(Page excerpt Opens)
And then we've extended it to this war on trans people. Why the hell are we beating the shit out of the smallest minority?
[00:31:38] Speaker A: I keep having this feeling. One reason that trans people and gender non conforming people are gone after first is because we represent a level of freedom that they can understand. And when trying to make a country no longer free, take out the most free spirited people first.
[00:32:01] Speaker B: You take out the most symbolic ones too.
Trans people are becoming a symbol in this society.
[00:32:08] Speaker A: But yeah, I am starting.
[00:32:09] Speaker B: What kind of symbol it is varies wildly.
[00:32:13] Speaker A: Yeah, I feel like we've become the new Mockingjay. For those who read the Hunger Games, I'm starting to feel like Katniss and I didn't sign on to be Katniss. It's feeling like that symbol of hope and then on the other side, we are the biggest demons. And I didn't know I had that power. But apparently I'm Satan's number one.
[00:32:34] Speaker B: I was the boogeyman. I'm a homo. That made me a boogeyman for the longest time and then you took it away from me.
[00:32:40] Speaker A: Yeah, I'm the homo.
[00:32:41] Speaker B: What have you done?
[00:32:42] Speaker A: Showtime.
(Page excerpt Closes)
(Extracted records Opens)
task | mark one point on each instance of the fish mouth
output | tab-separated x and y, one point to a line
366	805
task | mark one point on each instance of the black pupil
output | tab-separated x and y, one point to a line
(Extracted records Closes)
(Task instructions):
Copy word for word the passage of the conversation transcript from "[00:32:08] Speaker A: But" up to and including "Satan's number one.".

(Response for this exercise):
[00:32:08] Speaker A: But yeah, I am starting.
[00:32:09] Speaker B: What kind of symbol it is varies wildly.
[00:32:13] Speaker A: Yeah, I feel like we've become the new Mockingjay. For those who read the Hunger Games, I'm starting to feel like Katniss and I didn't sign on to be Katniss. It's feeling like that symbol of hope and then on the other side, we are the biggest demons. And I didn't know I had that power. But apparently I'm Satan's number one.